State of the Union Circa 2020 – Part I

I

It would be a mistake trying to make sense of the Trump era in terms of the personality or antics of its major exponent, Trump himself. Tempting though it may be, it’d produce no significant result. Hence the underlying assumption driving this presentation, namely that our president is but a symbol, albeit an apt, cartoon-like symbol, of an era that has been long in coming.

To uncover therefore the root causes of present-day anomalies in the American political landscape, I propose that we move our clocks backwards five years or so, to the staggering defeat of Eric Cantor on June 2014 in his bid for re-election to Virginia’s 7th Congressional district.

Cantor’s defeat, dubbed by many as the most unprecedented upset in the history of Congressional races, can be matched only by his meteoric rise to power in 2000 from a relative unknown to Republican Whip, which position he held until the end of his Congressional career. In case you’ve forgotten, Cantor, along with Paul Ryan and Kevin McCarthy, was a member of the so-called “young guns,” a new generation of conservative leaders with a clear agenda to move the country forward by relying on “common sense for the common good.”

Indeed, in light of Cantor’s stature as one of the highest-ranking Republicans, with a bright future to boot (e.g., almost a shoe-in to become the next Speaker of the House), his stunning defeat in the primaries to a rather obscure opponent in just as obscure a Congressional district remains all the more inexplicable.

Furthermore, Cantor was the proverbial thorn in Obama’s side during the president’s first and second term in office, having been singled out by Obama himself as his arch nemesis. Cantor not only opposed, and was instrumental in defeating, the President’s jobs bill. He was virtually front and center in every effort to thwart Obama’s agenda, especially the raising of the debt ceiling and revenue increases (by insisting on commensurable cuts in government’s spending and entitlements); and then, to put the nail in the coffin, in effecting, however temporarily, the government shut-down, in order to ensure that the bulk of the Democrat’s agenda be dead on arrival. Couple this with the fact that Cantor had helped elect a great many Tea Party Republicans, all of whom had come to regard him as their father and mentor, his 2014 defeat remains an enigma.

* [Written tasks]
1. Summarize the State of the Union essay in two sentences.
2. In the State of the Union essay, which two Republicans are named with Cantor as the "young guns"?
3. Proceed with the State of the Union essay, picking up right after its final sentence.
The State of the Union essay has no connection to the listing that comes next.

* [Recorded information]
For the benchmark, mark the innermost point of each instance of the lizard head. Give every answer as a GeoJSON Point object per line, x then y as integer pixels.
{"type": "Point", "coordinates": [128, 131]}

* [The responses]
1. The essay argues that the Trump era should be understood not through Trump's personality but as a long-developing era, and it traces that era's roots to Eric Cantor's June 2014 defeat in his bid for re-election to Virginia's 7th Congressional district. It calls that defeat an enigma, given Cantor's rise to Republican Whip, his near-certain path to Speaker, his central role in opposing Obama's agenda, and the Tea Party Republicans he had helped elect.

2. Paul Ryan and Kevin McCarthy.

3.
II

In order to solve this puzzle, again we must turn back the clock. The first thing to realize is that however greatly the Tea Party freshmen had infiltrated the rank and file of the John Boehner/Eric Cantor Republican- controlled House, the establishment Republicans still formed a formidable enough bloc to prevent the newcomers from effecting a complete takeover; and the “young guns,” Eric Cantor included, were definitely part of the establishment and still in charge. But however radical Cantor may have appeared in his effective opposition to most of Obama’s programs (including the Affordable Care Act, the stimulus package, the jobs bill, etc.), he still believed, unlike his Tea Party brethren, in compromise – “cooperation” was his term of choice – as a means of solving the country’s problems the old-fashioned, albeit conservative way.

Indeed, Cantor’s openness to “cooperation,” as essential element in all manner of political solutions, would become more and more evident during Obama’s second term. More than once Cantor was caught, on and off the record, alluding to the Republican Party’s need to become a more inclusive tent, so as to be able to accommodate some of the more divergent viewpoints and become more responsive to imminent shifts in the composition of the US electorate – demographic, generational, ethnic, cultural and socioeconomic.

One would think that given Cantor’s steadfast opposition to the Democrats’ agenda, his Tea Party colleagues would give him a pass, and it was conceivable that they would, but Cantor had gone further, much further. The last straw, or so it seems, was his support for the DACA bill – Deferred Action for Childhood Arrivals – Obama’s pet project. Cantor’s main concern, of course, was with making inroads toward arriving, sooner or later, at a long overdue comprehensive immigration reform, but that was not to be. Eventually, it turned out to be his undoing.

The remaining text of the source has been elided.